TO DO - Lines in which "horse" appears should be pulled from the data below.

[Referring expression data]
==================================================

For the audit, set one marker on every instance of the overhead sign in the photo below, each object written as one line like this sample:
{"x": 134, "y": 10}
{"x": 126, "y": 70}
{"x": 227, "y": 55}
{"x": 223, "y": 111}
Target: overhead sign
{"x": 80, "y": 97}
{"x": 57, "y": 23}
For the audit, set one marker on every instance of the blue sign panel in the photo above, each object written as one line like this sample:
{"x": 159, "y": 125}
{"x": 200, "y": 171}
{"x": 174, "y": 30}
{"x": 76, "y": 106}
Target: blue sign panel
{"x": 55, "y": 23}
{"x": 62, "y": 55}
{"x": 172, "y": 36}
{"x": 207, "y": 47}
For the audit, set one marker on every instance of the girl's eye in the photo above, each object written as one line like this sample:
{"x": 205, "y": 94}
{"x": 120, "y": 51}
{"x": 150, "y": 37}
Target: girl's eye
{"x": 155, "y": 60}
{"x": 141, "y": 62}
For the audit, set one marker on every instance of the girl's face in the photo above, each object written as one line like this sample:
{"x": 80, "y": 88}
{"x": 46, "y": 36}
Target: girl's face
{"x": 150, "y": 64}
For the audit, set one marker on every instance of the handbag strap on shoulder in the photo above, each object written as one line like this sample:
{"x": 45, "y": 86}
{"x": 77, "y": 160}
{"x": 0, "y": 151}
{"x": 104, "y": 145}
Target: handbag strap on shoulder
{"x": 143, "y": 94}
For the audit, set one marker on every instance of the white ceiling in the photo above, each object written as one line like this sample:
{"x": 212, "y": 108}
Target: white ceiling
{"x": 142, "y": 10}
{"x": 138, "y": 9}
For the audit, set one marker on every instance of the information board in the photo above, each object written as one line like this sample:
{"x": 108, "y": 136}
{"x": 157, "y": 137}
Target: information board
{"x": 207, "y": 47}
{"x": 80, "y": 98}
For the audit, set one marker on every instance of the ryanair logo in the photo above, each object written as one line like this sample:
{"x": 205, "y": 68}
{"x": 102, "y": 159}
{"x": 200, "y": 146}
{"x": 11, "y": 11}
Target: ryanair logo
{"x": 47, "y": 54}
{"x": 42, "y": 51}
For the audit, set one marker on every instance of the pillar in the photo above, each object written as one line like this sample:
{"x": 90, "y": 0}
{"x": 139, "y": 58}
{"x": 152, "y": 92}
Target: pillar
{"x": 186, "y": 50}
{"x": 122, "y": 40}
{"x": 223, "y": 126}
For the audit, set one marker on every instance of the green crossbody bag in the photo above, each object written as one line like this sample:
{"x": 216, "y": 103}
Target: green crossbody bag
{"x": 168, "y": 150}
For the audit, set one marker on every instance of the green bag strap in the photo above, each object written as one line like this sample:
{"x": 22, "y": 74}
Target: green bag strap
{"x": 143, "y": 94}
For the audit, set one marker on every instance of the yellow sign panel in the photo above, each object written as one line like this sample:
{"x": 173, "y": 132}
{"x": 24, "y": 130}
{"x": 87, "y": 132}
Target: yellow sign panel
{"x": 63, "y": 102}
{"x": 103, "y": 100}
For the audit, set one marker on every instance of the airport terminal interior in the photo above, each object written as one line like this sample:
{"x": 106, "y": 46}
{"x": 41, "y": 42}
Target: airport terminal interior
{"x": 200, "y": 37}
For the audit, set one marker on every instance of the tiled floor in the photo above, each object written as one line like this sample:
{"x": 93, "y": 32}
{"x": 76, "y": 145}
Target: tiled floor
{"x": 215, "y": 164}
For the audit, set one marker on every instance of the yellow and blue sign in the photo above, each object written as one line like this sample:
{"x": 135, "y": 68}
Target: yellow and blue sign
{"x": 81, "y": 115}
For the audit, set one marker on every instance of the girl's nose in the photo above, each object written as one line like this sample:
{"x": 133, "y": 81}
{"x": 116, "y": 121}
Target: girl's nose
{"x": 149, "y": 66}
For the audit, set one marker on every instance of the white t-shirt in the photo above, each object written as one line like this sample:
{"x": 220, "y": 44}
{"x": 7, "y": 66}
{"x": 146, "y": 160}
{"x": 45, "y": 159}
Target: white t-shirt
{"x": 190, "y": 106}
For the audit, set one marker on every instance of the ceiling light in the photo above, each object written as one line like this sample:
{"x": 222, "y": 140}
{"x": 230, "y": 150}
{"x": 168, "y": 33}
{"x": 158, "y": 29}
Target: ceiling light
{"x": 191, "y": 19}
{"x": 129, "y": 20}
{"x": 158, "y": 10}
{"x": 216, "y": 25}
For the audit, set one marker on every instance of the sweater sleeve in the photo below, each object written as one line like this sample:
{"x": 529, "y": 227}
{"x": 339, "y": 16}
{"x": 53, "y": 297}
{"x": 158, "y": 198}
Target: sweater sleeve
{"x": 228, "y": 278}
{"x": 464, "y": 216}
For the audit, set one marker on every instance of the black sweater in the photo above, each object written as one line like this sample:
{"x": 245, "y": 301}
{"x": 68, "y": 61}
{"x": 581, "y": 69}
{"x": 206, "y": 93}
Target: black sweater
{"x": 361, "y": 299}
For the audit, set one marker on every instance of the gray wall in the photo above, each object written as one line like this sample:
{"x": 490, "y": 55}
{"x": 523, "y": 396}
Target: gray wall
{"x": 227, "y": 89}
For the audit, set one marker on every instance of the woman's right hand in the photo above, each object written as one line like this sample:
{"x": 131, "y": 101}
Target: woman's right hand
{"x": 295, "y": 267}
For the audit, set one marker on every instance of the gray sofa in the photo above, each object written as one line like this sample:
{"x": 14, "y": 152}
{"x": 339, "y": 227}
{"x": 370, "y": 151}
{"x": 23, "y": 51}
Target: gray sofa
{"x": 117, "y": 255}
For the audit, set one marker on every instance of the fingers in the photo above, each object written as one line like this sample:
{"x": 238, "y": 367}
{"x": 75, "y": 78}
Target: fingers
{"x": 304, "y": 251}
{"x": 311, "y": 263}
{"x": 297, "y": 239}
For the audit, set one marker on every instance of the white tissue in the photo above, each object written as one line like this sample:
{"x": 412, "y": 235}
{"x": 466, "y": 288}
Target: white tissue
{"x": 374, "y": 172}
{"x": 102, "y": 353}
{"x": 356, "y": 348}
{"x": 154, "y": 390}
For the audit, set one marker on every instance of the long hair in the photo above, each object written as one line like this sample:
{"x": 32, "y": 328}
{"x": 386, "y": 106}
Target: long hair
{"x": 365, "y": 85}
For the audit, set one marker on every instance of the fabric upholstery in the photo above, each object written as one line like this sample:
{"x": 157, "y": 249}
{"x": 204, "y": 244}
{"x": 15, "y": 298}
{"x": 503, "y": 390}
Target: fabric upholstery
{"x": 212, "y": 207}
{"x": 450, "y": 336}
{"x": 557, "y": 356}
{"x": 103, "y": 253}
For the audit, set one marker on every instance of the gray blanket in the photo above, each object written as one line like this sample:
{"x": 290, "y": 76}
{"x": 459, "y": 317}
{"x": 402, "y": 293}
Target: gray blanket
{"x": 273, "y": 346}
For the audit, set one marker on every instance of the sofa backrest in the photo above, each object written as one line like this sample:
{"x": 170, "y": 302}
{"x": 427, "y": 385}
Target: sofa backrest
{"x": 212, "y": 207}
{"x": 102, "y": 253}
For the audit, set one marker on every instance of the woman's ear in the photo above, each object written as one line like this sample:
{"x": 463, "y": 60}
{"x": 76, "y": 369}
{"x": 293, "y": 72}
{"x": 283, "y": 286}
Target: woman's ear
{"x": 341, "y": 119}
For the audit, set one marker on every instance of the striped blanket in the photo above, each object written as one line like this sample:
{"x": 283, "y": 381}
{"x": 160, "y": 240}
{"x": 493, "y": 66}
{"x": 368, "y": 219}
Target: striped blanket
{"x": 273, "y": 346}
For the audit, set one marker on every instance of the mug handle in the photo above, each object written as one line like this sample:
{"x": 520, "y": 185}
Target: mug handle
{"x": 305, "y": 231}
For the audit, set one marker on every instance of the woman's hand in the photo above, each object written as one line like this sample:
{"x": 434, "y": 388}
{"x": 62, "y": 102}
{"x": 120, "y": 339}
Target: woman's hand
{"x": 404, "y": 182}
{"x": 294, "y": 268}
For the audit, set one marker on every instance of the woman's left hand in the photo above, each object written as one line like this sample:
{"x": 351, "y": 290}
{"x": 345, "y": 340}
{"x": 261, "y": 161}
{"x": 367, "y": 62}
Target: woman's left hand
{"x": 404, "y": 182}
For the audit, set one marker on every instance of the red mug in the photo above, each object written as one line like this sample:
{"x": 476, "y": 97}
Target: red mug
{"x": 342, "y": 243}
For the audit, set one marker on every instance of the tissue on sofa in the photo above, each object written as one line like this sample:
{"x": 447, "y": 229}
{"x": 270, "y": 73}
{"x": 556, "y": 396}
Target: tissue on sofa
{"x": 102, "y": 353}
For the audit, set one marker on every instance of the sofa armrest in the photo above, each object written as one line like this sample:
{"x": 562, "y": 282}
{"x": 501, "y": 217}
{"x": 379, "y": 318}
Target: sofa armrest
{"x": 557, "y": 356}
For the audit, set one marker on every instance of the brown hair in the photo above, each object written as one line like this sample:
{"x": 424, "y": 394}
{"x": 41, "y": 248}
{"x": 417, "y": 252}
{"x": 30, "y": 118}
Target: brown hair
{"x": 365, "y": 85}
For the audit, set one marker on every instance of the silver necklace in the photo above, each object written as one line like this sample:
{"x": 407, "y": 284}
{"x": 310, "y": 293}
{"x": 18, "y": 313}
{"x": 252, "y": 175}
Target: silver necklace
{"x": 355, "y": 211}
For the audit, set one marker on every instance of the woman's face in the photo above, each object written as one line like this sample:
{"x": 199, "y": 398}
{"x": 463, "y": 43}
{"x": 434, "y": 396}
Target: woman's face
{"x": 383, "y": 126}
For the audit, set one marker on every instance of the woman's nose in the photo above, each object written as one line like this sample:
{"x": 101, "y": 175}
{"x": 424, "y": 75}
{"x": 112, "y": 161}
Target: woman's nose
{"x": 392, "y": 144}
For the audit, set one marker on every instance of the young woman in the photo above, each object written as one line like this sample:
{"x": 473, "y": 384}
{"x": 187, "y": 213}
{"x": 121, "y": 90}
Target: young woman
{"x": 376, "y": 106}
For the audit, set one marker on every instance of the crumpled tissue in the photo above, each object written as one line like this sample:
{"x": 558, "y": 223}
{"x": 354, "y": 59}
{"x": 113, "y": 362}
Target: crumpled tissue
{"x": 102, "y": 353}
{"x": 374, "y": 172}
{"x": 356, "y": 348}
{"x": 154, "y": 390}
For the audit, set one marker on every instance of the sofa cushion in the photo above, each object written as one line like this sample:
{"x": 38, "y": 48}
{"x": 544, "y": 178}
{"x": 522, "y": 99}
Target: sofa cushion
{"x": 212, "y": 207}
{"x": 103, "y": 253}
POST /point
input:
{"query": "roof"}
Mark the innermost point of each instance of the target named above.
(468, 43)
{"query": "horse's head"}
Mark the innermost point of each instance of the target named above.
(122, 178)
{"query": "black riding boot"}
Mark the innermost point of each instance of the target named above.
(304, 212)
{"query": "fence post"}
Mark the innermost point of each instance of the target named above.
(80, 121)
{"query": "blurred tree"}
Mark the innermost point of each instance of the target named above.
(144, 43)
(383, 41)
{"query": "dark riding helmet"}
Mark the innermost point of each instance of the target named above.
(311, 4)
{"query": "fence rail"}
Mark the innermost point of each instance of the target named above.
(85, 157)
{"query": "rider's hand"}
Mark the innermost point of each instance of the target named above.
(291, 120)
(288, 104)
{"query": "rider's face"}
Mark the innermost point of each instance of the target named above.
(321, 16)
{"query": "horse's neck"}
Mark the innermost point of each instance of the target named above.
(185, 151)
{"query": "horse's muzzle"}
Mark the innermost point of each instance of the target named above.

==================================================

RESPONSE BOX -
{"query": "horse's head"}
{"query": "horse's neck"}
{"query": "horse's muzzle"}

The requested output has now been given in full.